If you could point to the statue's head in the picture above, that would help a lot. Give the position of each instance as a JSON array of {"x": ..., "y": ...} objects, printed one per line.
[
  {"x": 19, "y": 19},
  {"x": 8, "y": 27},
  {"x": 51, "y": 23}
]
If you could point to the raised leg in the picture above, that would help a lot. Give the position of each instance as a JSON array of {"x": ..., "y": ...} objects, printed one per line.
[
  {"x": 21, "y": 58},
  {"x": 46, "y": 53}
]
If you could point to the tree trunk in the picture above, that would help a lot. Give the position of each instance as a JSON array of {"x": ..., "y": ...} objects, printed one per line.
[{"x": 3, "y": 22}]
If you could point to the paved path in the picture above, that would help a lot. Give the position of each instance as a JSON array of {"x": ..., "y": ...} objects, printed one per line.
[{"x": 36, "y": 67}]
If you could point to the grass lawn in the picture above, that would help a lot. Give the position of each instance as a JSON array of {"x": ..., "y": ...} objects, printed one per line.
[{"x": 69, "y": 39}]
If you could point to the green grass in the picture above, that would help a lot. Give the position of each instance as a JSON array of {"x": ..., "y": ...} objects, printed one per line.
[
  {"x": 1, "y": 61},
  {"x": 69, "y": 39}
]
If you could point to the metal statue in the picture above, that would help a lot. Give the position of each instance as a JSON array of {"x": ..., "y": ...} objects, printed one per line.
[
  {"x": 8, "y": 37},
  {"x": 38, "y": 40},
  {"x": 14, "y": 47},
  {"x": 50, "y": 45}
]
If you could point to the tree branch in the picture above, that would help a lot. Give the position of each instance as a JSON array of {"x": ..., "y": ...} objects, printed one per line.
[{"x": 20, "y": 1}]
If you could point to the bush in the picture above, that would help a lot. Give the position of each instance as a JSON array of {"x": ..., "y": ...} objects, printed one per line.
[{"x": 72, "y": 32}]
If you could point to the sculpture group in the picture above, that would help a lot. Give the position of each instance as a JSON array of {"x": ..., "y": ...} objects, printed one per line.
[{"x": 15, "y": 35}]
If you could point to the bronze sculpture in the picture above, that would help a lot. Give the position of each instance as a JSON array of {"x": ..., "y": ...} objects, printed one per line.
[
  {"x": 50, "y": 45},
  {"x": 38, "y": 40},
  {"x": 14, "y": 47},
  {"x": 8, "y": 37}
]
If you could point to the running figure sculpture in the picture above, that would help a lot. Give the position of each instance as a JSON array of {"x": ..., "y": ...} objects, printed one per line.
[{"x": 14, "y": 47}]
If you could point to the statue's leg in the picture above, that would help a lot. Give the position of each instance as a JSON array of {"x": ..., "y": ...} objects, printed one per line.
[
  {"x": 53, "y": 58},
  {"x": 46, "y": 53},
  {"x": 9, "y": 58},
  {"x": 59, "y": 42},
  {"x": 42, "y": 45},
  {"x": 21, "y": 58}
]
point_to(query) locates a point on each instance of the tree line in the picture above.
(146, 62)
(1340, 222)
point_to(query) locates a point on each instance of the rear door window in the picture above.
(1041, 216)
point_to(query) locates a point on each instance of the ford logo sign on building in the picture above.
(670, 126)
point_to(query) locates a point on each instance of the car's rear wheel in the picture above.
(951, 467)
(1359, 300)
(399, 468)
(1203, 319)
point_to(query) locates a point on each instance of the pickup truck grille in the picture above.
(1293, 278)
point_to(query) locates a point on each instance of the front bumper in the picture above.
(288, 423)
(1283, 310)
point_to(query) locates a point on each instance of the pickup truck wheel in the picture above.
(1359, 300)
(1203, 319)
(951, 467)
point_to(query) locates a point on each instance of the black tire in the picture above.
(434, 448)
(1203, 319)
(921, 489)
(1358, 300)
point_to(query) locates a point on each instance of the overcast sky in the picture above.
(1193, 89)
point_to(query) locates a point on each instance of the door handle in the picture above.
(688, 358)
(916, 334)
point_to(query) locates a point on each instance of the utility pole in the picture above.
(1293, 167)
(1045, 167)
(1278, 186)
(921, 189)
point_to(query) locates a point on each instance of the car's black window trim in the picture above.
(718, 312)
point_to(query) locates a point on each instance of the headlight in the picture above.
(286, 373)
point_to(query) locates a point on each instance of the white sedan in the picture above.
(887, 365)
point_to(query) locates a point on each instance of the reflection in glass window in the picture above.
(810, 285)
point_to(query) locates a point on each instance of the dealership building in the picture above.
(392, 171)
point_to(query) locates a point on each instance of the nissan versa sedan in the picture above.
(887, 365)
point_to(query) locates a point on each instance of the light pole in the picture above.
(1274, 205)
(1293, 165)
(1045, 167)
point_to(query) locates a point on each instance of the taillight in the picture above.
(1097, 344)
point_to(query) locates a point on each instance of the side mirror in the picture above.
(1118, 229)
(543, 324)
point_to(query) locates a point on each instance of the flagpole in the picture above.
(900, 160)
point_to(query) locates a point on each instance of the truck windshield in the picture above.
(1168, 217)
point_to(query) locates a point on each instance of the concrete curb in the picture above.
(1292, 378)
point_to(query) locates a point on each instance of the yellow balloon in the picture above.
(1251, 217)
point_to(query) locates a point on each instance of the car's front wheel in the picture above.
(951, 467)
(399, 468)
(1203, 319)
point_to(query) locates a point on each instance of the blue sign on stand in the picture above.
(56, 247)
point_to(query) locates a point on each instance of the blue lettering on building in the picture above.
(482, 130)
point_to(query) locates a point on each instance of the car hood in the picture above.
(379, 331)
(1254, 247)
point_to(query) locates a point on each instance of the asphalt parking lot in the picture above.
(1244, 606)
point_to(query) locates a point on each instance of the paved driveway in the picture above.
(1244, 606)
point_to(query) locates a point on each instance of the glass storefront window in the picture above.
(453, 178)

- _Goal_:
Return all of the entries above word for word, keeping their original order.

- _Exercise answer_:
If you could point to the statue's head in the picture above, that would help a lot. Give the position of each instance as a JSON array of {"x": ..., "y": ...} objects, printed one per line.
[
  {"x": 19, "y": 19},
  {"x": 8, "y": 27},
  {"x": 51, "y": 23}
]
If you could point to the raised leg in the picture above, that would help a lot. Give the position of each instance as a JSON array of {"x": ..., "y": ...} objects, printed one per line.
[
  {"x": 21, "y": 58},
  {"x": 46, "y": 53}
]
If you could point to the tree trunk in the picture above, that would help a lot. Give the position of each instance as a JSON array of {"x": ..., "y": ...} objects, printed one per line.
[{"x": 3, "y": 22}]
If you could point to the paved path in the picture above, that would help a lot. Give the position of each instance as a JSON array of {"x": ..., "y": ...} objects, printed one per line.
[{"x": 36, "y": 67}]
If you could point to the grass lawn in the picture above, that would help a lot. Give the position of each instance as a JSON array of {"x": ..., "y": ...} objects, printed one per line.
[{"x": 69, "y": 39}]
If you could point to the green grass in the picture above, that would help a lot. Give the position of each instance as a JSON array of {"x": ..., "y": ...} objects, printed one per line.
[
  {"x": 1, "y": 61},
  {"x": 69, "y": 39}
]
If you could point to the metal statue in the picture above, that would help a lot. Give the position of each instance as a JSON array of {"x": ..., "y": ...} objects, printed one per line.
[
  {"x": 8, "y": 37},
  {"x": 38, "y": 40},
  {"x": 14, "y": 47},
  {"x": 50, "y": 45}
]
If you could point to the tree branch in the picture above, that would help a lot. Give the position of each instance as a JSON array of {"x": ..., "y": ...} objects, printed one per line.
[{"x": 20, "y": 1}]
If you could point to the bush in the picture above, that would help a lot. Give the position of each instance as a JSON array of {"x": ..., "y": ...} objects, printed one per line.
[{"x": 72, "y": 32}]
If you could point to the sculpture group in the picture above, that would help a lot. Give the position of each instance as a JSON array of {"x": ..., "y": ...} objects, printed one per line.
[{"x": 15, "y": 35}]
If you could point to the bronze sculpture in the picture above, that would help a lot. Give the position of each instance as a JSON array of {"x": ..., "y": ...} objects, printed one per line.
[
  {"x": 50, "y": 45},
  {"x": 38, "y": 40},
  {"x": 14, "y": 47},
  {"x": 8, "y": 37}
]
If you could point to the running figure sculpture in the picture above, that would help a lot. Give the position of each instance as a JSON array of {"x": ..., "y": ...} objects, printed one per line.
[{"x": 14, "y": 47}]
If you could point to the statue's leg in the picture above, that would help a lot. Give the position of each instance as a JSON array of {"x": ..., "y": ...} objects, printed one per line.
[
  {"x": 53, "y": 58},
  {"x": 46, "y": 53},
  {"x": 9, "y": 58},
  {"x": 59, "y": 42},
  {"x": 42, "y": 45},
  {"x": 21, "y": 58}
]
point_to(query) locates a point on each instance of the tree line in the picture above.
(146, 62)
(1340, 222)
point_to(query) locates a point on each instance of the rear door window in the picture above.
(1041, 216)
point_to(query) locates a point on each instance of the ford logo sign on building in the picture above.
(670, 126)
point_to(query) locates a point on each instance of the car's rear wheel in the picture above.
(951, 467)
(1359, 300)
(399, 468)
(1203, 319)
point_to(query) locates a point on each instance of the pickup truck grille in the picture above.
(1293, 278)
point_to(query) locates a point on each instance of the front bumper in the picture above.
(288, 423)
(1283, 310)
point_to(query) locates a point on each instance of the pickup truck wheel in the picture above.
(1359, 300)
(1203, 319)
(951, 467)
point_to(query) locates a point on each instance of the black tire in the picture above.
(434, 448)
(1203, 319)
(921, 489)
(1358, 300)
point_to(query) locates a point on each instance of the overcast sky in the picture above.
(1193, 89)
point_to(query) locates a point on each instance of the door handle in the picture above.
(688, 358)
(916, 334)
point_to(query) locates a point on each instance of the utility pole in the picture above.
(1293, 167)
(1045, 167)
(1278, 186)
(921, 189)
point_to(query) locates a point on each instance of the car's black window trim in the picture above.
(718, 312)
point_to(query) locates a point on each instance of the headlight in the picture above.
(286, 373)
point_to(query) locates a point on each instance of the white sedan in the picture above.
(887, 365)
point_to(query) locates a point on each instance of the reflection in glass window in the picture above.
(810, 285)
point_to(query) locates a point on each instance of the dealership building in the picture above.
(392, 171)
point_to(query) locates a point on each instance of the nissan versa sedan in the picture above.
(887, 365)
point_to(query) locates a point on each instance of the light pole in the picture above.
(1274, 205)
(1293, 165)
(1045, 167)
point_to(query) locates a point on each instance of the taillight in the picture above.
(1097, 344)
point_to(query) locates a point on each instance of the side mirror in the picture above.
(1118, 229)
(543, 324)
point_to(query) locates a point on each instance of the flagpole in the picture above.
(900, 160)
point_to(query) locates a point on each instance of the truck windshield in the picture above.
(1168, 217)
point_to(query) locates a point on each instance of the concrete curb in the picture above.
(1292, 378)
point_to(query) locates a point on each instance of the yellow balloon in the picture above.
(1251, 217)
point_to(query) locates a point on each instance of the car's front wheel in the picture above.
(951, 467)
(399, 468)
(1203, 319)
point_to(query) locates a point on each instance of the blue sign on stand in the picture above.
(56, 247)
point_to(query) locates a point on each instance of the blue lettering on building in the picture above.
(482, 130)
point_to(query) locates a point on each instance of the car hood in the picture above.
(379, 331)
(1254, 247)
point_to(query) locates a point on each instance of the asphalt parking lot in the picture above.
(1244, 606)
point_to(query) locates a point on each instance of the paved driveway in the picture above.
(1244, 606)
point_to(query) locates a point on each instance of the glass storefront window in the picture above.
(453, 178)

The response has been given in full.